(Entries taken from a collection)
⟨
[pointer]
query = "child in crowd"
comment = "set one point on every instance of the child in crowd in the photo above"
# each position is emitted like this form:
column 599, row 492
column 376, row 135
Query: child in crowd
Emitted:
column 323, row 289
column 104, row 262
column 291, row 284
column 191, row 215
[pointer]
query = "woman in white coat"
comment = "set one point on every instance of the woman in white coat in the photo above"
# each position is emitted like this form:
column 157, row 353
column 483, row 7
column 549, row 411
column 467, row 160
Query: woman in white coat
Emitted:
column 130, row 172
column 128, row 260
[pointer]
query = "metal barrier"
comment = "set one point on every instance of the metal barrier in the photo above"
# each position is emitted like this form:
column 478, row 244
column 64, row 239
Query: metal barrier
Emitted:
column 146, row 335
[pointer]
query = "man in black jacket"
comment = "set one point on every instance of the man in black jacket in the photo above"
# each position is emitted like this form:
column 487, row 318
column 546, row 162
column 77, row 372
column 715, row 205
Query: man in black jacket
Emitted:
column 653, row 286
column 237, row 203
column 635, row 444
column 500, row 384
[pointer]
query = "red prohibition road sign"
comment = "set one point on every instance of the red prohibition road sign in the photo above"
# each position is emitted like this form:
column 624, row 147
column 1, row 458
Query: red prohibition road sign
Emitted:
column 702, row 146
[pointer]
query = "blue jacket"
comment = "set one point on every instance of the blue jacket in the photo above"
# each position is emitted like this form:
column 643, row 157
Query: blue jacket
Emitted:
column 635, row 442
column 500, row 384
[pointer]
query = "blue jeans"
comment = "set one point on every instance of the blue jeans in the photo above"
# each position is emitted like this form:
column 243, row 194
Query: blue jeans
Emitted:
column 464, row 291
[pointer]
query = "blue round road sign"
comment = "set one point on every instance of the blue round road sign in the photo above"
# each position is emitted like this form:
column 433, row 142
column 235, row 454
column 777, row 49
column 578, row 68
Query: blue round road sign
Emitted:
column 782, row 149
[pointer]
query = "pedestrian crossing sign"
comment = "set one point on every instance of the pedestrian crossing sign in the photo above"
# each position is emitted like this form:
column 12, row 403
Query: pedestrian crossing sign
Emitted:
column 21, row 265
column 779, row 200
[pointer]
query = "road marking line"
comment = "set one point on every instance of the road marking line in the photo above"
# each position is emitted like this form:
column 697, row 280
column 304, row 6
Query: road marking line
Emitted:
⟩
Aim of the task
Copy the records above exactly, beginning at the line that contains "column 235, row 454" and stopping after the line that contains "of the pedestrian".

Answer to the problem
column 235, row 454
column 777, row 49
column 578, row 68
Query: blue round road sign
Emitted:
column 782, row 149
[pointer]
query = "pedestrian crossing sign"
comment = "set one point on every instance of the pedestrian crossing sign in the photo above"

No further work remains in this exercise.